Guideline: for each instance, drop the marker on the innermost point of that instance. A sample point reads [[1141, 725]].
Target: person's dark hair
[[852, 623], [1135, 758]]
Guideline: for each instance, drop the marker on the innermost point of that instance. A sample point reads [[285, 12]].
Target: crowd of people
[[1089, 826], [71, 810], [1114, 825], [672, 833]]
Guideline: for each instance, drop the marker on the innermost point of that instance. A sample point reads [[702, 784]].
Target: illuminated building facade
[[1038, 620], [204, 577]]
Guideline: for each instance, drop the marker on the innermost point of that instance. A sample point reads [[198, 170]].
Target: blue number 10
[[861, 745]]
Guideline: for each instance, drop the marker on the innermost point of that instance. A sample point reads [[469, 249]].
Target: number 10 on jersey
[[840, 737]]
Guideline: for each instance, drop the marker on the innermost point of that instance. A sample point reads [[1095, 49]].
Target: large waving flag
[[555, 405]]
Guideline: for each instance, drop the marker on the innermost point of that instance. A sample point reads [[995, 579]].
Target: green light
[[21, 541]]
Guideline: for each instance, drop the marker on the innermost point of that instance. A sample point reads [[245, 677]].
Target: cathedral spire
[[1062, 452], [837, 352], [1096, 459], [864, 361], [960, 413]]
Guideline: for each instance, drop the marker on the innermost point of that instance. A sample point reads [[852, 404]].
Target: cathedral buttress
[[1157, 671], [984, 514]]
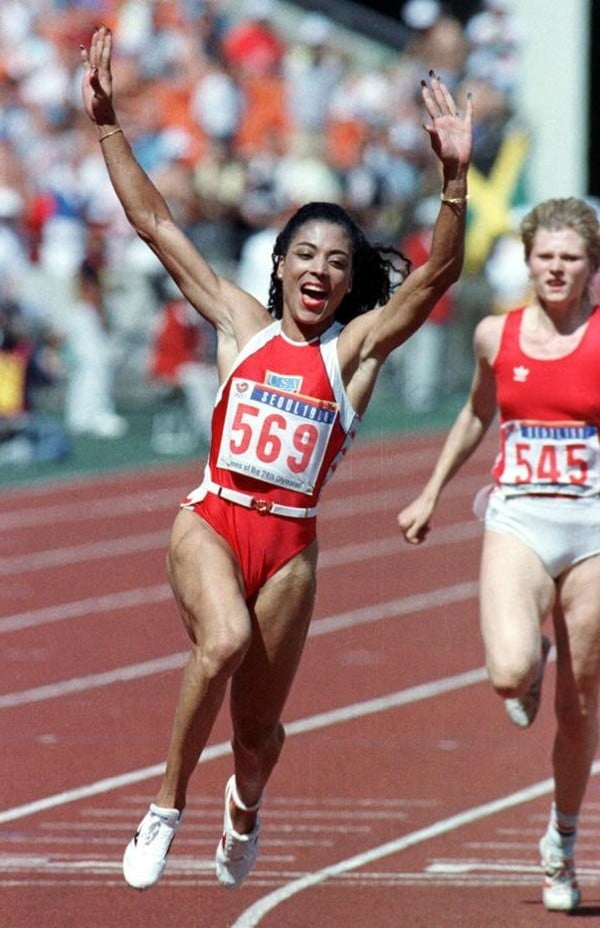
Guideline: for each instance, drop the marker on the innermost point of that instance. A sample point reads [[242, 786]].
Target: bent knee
[[511, 678], [222, 654], [254, 738]]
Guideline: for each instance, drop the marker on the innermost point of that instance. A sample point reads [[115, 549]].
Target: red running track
[[403, 798]]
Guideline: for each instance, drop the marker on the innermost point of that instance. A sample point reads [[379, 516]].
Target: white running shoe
[[561, 891], [522, 711], [146, 854], [236, 854]]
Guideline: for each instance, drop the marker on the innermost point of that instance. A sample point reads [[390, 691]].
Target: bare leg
[[219, 625], [577, 629], [516, 593], [262, 682]]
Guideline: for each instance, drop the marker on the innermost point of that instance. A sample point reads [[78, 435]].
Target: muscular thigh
[[577, 619], [205, 578], [516, 593], [281, 617]]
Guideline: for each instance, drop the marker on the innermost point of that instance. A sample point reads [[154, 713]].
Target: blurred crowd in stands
[[239, 111]]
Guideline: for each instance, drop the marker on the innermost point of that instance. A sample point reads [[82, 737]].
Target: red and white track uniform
[[281, 425], [547, 472]]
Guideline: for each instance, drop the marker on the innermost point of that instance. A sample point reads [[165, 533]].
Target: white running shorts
[[562, 530]]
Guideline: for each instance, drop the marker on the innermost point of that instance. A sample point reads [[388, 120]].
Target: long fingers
[[440, 102]]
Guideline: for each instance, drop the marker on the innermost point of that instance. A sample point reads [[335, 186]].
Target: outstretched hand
[[450, 132], [96, 87]]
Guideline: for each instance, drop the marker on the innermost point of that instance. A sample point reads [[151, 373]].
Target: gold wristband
[[453, 200], [107, 135]]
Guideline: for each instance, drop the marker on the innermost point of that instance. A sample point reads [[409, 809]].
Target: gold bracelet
[[446, 199], [108, 134]]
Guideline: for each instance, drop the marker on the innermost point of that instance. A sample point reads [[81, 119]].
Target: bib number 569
[[272, 437]]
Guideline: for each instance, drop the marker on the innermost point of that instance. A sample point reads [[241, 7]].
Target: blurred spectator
[[183, 360], [252, 46], [494, 44], [230, 106], [312, 70], [505, 270], [89, 404], [28, 362], [436, 40]]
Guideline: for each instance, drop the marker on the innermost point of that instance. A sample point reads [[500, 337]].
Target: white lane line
[[300, 726], [407, 605], [392, 545], [93, 606], [254, 914]]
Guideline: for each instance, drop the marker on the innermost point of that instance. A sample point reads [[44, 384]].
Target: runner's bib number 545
[[549, 457]]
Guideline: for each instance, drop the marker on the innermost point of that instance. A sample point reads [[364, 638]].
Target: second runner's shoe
[[236, 853], [146, 854], [561, 890]]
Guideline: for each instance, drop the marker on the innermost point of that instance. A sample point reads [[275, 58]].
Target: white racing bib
[[550, 457], [274, 435]]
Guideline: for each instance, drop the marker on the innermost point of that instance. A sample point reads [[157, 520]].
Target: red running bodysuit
[[281, 424], [549, 415]]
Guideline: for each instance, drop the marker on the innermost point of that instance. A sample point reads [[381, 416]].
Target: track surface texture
[[403, 797]]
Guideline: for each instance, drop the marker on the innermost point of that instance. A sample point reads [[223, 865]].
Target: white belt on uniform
[[259, 503]]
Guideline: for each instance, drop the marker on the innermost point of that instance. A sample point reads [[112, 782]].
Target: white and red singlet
[[282, 423]]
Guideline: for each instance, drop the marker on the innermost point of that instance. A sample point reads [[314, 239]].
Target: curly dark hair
[[377, 269]]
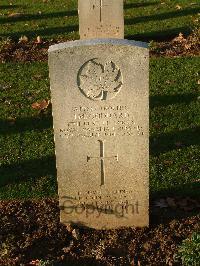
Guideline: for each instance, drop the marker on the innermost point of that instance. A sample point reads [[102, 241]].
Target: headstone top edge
[[79, 43]]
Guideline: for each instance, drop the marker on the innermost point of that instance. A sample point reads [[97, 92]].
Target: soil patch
[[31, 231]]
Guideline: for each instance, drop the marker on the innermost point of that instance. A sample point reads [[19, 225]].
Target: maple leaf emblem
[[99, 81]]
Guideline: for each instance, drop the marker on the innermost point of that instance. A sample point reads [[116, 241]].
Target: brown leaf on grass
[[40, 105], [161, 203], [11, 120], [171, 202], [15, 15], [178, 144], [75, 234], [168, 162], [179, 38], [38, 40], [178, 7], [23, 39]]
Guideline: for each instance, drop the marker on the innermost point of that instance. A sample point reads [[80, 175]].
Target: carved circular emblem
[[99, 81]]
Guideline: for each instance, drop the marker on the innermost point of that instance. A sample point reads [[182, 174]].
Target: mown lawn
[[144, 19], [27, 149]]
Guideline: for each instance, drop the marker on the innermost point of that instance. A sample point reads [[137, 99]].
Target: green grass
[[27, 148], [144, 19]]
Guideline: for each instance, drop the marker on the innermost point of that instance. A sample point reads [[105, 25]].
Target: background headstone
[[101, 19], [100, 108]]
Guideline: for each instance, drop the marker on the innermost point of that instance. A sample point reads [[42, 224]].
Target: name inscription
[[110, 121]]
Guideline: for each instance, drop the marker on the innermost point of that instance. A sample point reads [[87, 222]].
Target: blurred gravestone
[[101, 19]]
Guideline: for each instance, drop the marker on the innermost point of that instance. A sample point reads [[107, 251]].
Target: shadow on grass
[[137, 5], [29, 169], [164, 100], [174, 140], [162, 16], [26, 124], [164, 35], [42, 32], [29, 17]]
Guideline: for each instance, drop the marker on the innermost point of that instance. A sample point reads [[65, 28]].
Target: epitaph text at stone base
[[100, 93]]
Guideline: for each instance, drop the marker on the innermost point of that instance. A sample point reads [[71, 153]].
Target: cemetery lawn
[[144, 20], [27, 148]]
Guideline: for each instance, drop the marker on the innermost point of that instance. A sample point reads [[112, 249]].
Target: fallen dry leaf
[[178, 7], [171, 202], [40, 105], [178, 144], [38, 40], [161, 203], [179, 38], [168, 162], [75, 234], [23, 39], [15, 15]]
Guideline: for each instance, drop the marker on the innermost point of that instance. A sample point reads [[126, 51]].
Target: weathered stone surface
[[100, 108], [101, 19]]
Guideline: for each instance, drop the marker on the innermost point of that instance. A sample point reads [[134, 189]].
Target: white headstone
[[100, 109], [101, 19]]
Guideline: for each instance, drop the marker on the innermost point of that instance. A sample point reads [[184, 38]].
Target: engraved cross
[[102, 159], [101, 5]]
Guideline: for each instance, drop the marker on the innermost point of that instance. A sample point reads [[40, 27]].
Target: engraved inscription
[[99, 81], [102, 159], [100, 122]]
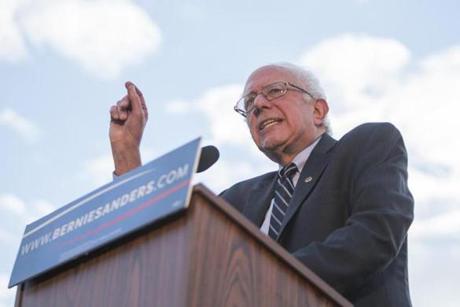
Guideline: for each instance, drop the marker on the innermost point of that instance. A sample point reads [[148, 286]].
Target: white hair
[[305, 76], [309, 80]]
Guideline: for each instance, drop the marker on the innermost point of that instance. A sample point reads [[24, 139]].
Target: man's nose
[[260, 102]]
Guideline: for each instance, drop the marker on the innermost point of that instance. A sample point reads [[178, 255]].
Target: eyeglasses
[[245, 104]]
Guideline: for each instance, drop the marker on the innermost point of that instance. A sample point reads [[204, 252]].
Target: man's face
[[283, 127]]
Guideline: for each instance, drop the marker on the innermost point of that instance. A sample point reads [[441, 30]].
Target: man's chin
[[272, 150]]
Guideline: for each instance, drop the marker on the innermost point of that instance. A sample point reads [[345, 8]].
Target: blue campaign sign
[[138, 198]]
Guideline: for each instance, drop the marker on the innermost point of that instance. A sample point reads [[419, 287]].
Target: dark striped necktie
[[284, 188]]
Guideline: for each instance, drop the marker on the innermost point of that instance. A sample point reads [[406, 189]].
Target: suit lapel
[[309, 176], [259, 200]]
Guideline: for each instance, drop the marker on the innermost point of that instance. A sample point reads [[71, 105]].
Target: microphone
[[209, 155]]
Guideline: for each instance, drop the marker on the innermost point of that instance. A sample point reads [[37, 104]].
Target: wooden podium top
[[208, 255]]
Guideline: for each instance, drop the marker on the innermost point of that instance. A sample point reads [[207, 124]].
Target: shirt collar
[[301, 158]]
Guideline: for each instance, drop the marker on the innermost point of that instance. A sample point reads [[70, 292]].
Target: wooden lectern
[[207, 256]]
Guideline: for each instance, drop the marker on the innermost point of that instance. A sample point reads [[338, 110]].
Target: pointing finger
[[134, 99]]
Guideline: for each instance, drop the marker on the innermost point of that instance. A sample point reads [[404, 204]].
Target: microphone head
[[209, 155]]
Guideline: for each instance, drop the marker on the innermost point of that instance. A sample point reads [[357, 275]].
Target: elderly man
[[343, 207]]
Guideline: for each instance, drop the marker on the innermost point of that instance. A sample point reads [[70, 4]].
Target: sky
[[63, 63]]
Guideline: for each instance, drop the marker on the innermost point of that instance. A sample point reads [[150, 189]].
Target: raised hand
[[127, 121]]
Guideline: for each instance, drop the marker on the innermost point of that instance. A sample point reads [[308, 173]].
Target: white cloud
[[99, 169], [13, 204], [443, 225], [104, 36], [24, 127], [375, 79], [24, 211], [4, 292], [226, 127], [12, 47]]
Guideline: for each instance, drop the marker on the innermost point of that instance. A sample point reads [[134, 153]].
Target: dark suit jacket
[[349, 215]]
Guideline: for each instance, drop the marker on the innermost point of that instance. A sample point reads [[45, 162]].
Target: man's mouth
[[268, 123]]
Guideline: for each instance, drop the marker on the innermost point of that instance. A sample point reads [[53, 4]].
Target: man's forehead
[[265, 76]]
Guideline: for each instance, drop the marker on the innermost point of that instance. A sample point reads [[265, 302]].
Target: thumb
[[133, 96]]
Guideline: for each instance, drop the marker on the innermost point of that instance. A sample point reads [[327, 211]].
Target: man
[[343, 207]]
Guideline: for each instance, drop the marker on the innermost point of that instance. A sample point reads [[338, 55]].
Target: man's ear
[[321, 109]]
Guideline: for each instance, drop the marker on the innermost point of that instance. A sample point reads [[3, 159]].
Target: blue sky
[[64, 62]]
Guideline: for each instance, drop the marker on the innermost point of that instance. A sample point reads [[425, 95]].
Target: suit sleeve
[[381, 211]]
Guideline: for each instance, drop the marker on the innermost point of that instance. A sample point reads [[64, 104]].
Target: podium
[[208, 255]]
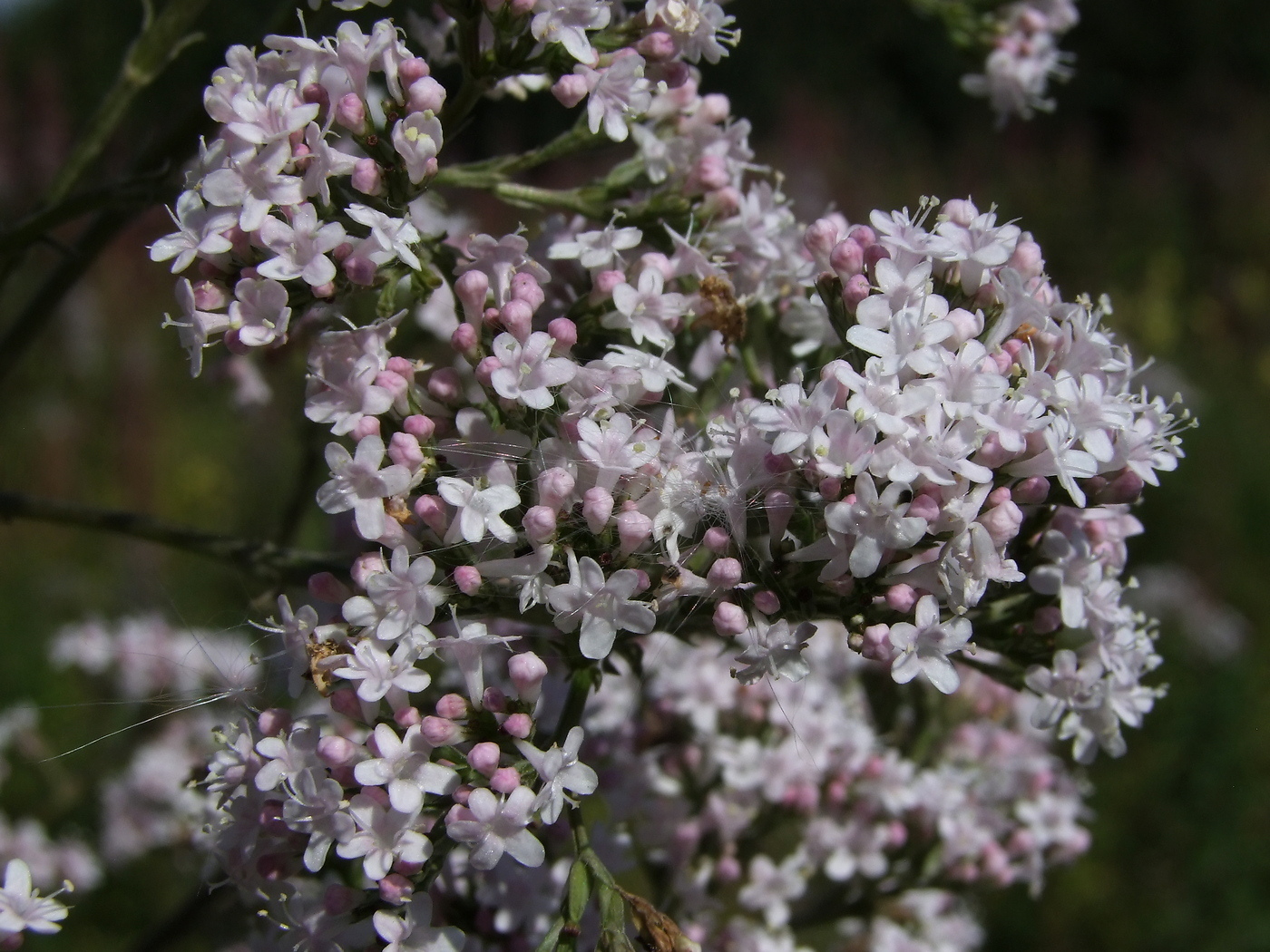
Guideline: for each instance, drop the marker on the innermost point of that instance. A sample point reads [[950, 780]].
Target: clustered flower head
[[834, 514]]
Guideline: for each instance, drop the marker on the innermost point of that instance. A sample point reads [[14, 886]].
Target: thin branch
[[253, 556]]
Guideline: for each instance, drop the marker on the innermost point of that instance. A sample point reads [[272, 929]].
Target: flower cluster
[[832, 513]]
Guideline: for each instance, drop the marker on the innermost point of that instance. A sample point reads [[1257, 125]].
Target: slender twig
[[254, 556]]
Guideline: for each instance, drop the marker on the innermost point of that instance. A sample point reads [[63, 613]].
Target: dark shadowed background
****
● GOAL OF THE EXERCISE: Extract and repeat without any change the stretch of the material from the start through the line that contains "[[1038, 620], [204, 577]]", including both ends.

● EXERCISE RESULT:
Guideline: for each instance, drop the marker on the innermost point of that instance. A sample point reads [[1141, 725]].
Target: person's dark hair
[[852, 623], [1135, 758]]
Guideline: for each instance, drop the marker on the innermost point of that instance. A sample point reads [[285, 12]].
Target: crowd of people
[[1089, 826], [71, 810], [1114, 825], [672, 833]]
Guideline: for each instance, drop the marker on the innermost point of that instance. A sample point reads [[702, 784]].
Target: illuminated building facade
[[1038, 620], [204, 577]]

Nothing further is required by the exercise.